Gather every line of the material that contains the string "instance".

Data shown:
□ □ □

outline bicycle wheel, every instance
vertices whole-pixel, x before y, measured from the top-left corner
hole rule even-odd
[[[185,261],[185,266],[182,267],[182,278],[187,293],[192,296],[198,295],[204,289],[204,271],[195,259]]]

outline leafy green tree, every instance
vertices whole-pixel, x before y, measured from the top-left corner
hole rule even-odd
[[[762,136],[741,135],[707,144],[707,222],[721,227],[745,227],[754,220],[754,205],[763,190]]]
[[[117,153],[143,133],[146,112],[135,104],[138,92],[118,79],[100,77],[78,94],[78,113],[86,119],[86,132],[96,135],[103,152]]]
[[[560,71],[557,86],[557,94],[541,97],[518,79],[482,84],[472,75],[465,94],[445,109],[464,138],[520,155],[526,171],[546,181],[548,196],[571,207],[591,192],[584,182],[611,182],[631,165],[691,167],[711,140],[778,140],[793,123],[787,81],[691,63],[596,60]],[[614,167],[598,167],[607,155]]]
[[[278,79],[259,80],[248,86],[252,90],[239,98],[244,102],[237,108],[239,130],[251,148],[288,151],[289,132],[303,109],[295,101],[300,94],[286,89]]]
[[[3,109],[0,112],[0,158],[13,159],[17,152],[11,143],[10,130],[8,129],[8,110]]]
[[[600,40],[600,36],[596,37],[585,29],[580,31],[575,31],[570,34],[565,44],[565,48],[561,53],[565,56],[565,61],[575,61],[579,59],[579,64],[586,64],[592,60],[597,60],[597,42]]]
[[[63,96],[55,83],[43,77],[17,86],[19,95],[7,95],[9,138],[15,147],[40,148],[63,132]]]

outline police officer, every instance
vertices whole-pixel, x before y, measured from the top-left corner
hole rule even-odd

□ □ □

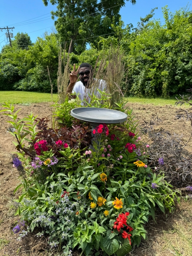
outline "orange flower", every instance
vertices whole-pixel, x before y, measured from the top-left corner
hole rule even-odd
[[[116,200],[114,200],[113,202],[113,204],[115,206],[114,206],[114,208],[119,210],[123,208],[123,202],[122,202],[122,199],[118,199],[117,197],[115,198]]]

□ □ □

Problem solution:
outline bicycle wheel, every instance
outline leafy green tree, every instance
outline police officer, every instance
outline "orange flower", every instance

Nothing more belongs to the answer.